··· DATASET ···
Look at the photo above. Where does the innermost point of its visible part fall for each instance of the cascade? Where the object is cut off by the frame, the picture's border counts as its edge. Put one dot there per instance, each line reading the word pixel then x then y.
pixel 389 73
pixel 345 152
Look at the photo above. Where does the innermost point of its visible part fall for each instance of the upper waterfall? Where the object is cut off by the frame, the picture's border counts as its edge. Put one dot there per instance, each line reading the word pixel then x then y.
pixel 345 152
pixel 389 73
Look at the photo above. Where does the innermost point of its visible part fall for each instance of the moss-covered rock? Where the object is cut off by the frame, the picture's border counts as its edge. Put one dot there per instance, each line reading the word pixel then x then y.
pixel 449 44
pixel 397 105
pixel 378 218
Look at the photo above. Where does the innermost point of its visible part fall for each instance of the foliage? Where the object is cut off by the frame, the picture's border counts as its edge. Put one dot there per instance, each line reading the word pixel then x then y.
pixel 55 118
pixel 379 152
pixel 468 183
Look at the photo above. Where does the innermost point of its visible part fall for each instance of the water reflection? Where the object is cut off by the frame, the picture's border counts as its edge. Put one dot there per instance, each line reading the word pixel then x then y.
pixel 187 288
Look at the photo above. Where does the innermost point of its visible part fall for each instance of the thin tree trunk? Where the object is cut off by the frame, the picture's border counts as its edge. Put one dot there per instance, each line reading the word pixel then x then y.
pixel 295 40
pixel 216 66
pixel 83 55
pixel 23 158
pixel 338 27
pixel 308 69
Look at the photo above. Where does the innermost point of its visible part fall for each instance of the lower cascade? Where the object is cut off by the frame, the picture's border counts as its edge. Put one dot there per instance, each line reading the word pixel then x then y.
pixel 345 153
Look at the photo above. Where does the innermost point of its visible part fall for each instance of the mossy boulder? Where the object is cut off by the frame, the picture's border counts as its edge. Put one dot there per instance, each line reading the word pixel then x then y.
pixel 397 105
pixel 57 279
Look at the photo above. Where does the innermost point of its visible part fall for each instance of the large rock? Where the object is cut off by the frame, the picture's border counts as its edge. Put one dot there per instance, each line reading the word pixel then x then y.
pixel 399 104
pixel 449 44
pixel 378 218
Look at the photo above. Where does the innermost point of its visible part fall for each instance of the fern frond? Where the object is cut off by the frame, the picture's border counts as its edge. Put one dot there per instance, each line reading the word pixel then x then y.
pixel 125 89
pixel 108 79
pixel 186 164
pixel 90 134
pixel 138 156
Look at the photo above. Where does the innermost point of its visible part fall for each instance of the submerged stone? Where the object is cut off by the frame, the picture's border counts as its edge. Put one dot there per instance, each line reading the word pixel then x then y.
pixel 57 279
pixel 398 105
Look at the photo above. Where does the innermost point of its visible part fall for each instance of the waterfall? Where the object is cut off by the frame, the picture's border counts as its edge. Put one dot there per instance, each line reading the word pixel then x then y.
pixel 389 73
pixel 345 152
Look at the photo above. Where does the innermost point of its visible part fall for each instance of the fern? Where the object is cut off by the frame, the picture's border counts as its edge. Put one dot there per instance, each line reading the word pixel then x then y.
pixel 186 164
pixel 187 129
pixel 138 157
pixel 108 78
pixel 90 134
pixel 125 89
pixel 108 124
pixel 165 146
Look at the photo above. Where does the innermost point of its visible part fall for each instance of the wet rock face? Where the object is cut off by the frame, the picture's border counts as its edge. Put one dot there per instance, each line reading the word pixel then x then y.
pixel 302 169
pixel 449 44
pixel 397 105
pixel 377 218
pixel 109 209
···
**WRITTEN TASK:** Render every one of the entries above as a Markdown table with two columns, Row and Line. Put each line in its own numbered row and leave out blank lines.

**IN RESPONSE:**
| Row | Line |
|---|---|
| 1 | Look at the photo above. Where does the innermost point of its visible part fall for each instance of the cascade? Where the object is cut off by the frame, the picture's border counts as its edge. Put one dot there per instance, each line reading the word pixel then x then y. |
| 2 | pixel 389 73 |
| 3 | pixel 345 152 |
| 4 | Look at the photo above. Where does the innermost point of its visible part fall for each instance of the upper waterfall? Where the object is cut off by the frame, the picture's border counts as its edge. Put one dot there per instance, each line reading the word pixel then x then y. |
| 5 | pixel 345 152 |
| 6 | pixel 389 73 |
| 7 | Look at the photo above. Where does the innermost point of its visible part fall for each instance of the moss-covered rock? Where the object is cut off by the frame, the picture's border counts as its edge. Put one dot there per instance, each line reading the word pixel then x then y. |
| 8 | pixel 449 44 |
| 9 | pixel 397 105 |
| 10 | pixel 378 218 |
| 11 | Look at the photo above. Where does the innermost point of its visible part fall for each instance of the foliage? Where the object is cut off by the frame, the picture's border counts as its edge. Put one dot there per instance, each line reading the word pixel then x then y. |
| 12 | pixel 55 118 |
| 13 | pixel 379 152 |
| 14 | pixel 468 183 |
| 15 | Look at the photo above. Where does the innermost point of its visible part fall for each instance of the water reflection? Where the object is cut off by the frame, the picture's border counts as its edge. Put one dot there per instance, each line reading the word pixel then x then y. |
| 16 | pixel 187 288 |
| 17 | Look at the photo above. Where does the innermost point of its visible part fall for each instance of the thin tree trunk? Where the object is cut off by the frame, the picture's border counts as its edge. Put one dot there per instance, each line reading the word pixel then x then y. |
| 18 | pixel 295 40 |
| 19 | pixel 216 66 |
| 20 | pixel 83 55 |
| 21 | pixel 23 158 |
| 22 | pixel 338 27 |
| 23 | pixel 308 69 |
| 24 | Look at the photo above. Where does the innermost point of its visible part fall for each instance of the lower cascade? Where the object is cut off by the frame, the picture's border counts as its edge. Put one dot there per instance, each line reading the word pixel then x then y. |
| 25 | pixel 345 153 |
| 26 | Look at the photo above. Where does the innermost point of its visible part fall for each instance of the mossy boulder? Where the object is cut off by the frame, the picture's border counts as its edge. Put one dot there per instance, each line reading the word pixel then x then y. |
| 27 | pixel 397 105 |
| 28 | pixel 57 279 |
| 29 | Look at the photo above. Where does the innermost point of its visible part fall for each instance of the large rock? Where the object is cut off by the frame, the picture's border counts as its edge. Put one dot there per instance, each line reading the word pixel then x then y. |
| 30 | pixel 399 104 |
| 31 | pixel 449 44 |
| 32 | pixel 378 218 |
| 33 | Look at the photo above. Where does the innermost point of its visible part fall for each instance of the fern frond? Where the object is cut off by the frame, the picture's border counts as its edge. Put one dot there per instance, each line reading the word pixel then x then y. |
| 34 | pixel 125 89 |
| 35 | pixel 108 79 |
| 36 | pixel 186 164 |
| 37 | pixel 90 134 |
| 38 | pixel 138 156 |
| 39 | Look at the photo above. Where does the innermost point of its visible part fall for each instance of the submerged stone? Where the object is cut off by the frame, the picture's border counts as its edge. Put one dot there per instance, each line reading the word pixel then x then y. |
| 40 | pixel 57 279 |
| 41 | pixel 398 105 |
| 42 | Look at the photo above. Where does the innermost point of its visible part fall for each instance of the waterfall? Where the object is cut off by the frame, the picture's border counts as its edge. Put one dot there per instance, each line reading the word pixel then x then y. |
| 43 | pixel 389 73 |
| 44 | pixel 345 152 |
| 45 | Look at the photo above. Where does the innermost point of its visible part fall for each instance of the fern? Where the object is cut off by the frame, the picture's border counts as its edge. Put one dot there per instance, each line reading the word pixel then x then y. |
| 46 | pixel 186 164 |
| 47 | pixel 187 129 |
| 48 | pixel 138 157 |
| 49 | pixel 108 78 |
| 50 | pixel 90 134 |
| 51 | pixel 125 89 |
| 52 | pixel 108 124 |
| 53 | pixel 165 146 |
| 54 | Look at the photo above. Where does the innermost point of its visible part fall for each instance of the wet rock face? Where the object is cut off by the frame, the picture's border counts as its edge. Put one dot there per instance, each line reading the word pixel then x then y. |
| 55 | pixel 302 169 |
| 56 | pixel 449 44 |
| 57 | pixel 397 105 |
| 58 | pixel 377 218 |
| 59 | pixel 109 209 |